> _Passage_
There was no valvular regurgitation. Both the proximal left coronary artery (LCA) and the right coronary artery (RCA) appeared slightly echobright without any ectasia or aneurysm formation (Figures 2a and 2b).

Figure 2

Parasternal short axis view at the base of the heart during the acute phase, demonstrating (a) prominent left coronary artery and (b) a slightly ‘echobright’ right coronary artery.

Patient improved clinically and was discharged home in four days with instructions to take 3 mg/kg of aspirin daily. After 10 days, his fever reoccurred and lasted for approximately four days. He presented to the Infectious disease clinic three weeks later when he was clinically well and afebrile. The only physical finding at this time was desquamation of palms and soles. Laboratory data revealed persistent elevation of CRP, ESR, white count and platelet count. Recommendations included continuation of aspirin and a follow-up echocardiogram, with which the family was not compliant.

He presented to the cardiology division for an echocardiogram after four months. The family had discontinued aspirin four weeks prior to this visit. He had remained asymptomatic and his physical examination was entirely normal. A resting electrocardiogram (EKG) was normal without any evidence of ischemia or infarction. Echocardiogram revealed normal left ventricular size and contractility without any regional wall motion abnormalities. The pericardial effusion had resolved (Figure 3).

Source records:
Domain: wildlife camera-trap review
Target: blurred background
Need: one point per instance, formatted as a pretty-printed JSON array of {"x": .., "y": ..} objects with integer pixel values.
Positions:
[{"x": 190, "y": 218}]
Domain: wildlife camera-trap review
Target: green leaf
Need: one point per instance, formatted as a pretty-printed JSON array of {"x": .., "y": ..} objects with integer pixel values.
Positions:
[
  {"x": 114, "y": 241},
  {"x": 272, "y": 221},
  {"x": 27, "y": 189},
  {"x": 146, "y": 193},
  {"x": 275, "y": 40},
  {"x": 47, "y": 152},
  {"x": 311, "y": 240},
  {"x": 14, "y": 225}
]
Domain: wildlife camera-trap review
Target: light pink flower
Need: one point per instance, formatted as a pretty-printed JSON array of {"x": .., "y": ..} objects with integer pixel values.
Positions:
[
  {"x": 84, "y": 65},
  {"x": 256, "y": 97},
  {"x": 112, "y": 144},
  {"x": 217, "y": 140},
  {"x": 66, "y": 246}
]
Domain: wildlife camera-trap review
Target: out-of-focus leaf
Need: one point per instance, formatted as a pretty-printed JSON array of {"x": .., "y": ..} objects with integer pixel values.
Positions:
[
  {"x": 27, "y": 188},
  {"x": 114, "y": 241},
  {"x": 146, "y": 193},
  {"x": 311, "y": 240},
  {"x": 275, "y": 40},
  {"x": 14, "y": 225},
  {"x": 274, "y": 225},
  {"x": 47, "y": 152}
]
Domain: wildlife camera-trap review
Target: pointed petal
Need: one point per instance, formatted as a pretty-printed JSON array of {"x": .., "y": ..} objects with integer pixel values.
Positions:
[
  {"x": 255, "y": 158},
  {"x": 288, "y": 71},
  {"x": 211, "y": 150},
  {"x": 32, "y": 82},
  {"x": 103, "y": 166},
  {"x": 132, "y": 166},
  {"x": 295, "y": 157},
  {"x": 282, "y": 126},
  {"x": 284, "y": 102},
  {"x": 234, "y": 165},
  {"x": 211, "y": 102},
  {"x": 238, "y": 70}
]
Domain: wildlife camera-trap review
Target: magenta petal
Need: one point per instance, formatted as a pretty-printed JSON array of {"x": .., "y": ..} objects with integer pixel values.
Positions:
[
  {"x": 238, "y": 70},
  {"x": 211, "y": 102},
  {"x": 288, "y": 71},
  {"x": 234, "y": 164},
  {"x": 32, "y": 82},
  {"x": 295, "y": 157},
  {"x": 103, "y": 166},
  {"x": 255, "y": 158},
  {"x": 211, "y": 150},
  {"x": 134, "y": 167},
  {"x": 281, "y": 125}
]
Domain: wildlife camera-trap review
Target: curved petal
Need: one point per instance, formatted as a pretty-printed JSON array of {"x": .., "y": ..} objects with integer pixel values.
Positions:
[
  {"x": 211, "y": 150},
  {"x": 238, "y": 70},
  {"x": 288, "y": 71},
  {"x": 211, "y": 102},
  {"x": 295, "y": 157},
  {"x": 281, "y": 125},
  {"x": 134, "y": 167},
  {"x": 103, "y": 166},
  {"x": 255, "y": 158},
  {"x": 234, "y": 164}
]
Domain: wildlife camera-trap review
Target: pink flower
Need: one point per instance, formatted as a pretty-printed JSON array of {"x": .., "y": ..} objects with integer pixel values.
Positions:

> _What is required_
In the case passage, explain why the patient came to the cardiology division after four months, and state what the family had stopped doing before that visit.

> _Exercise answer_
He came to the cardiology division for an echocardiogram. Four weeks before that visit, the family had stopped giving him aspirin.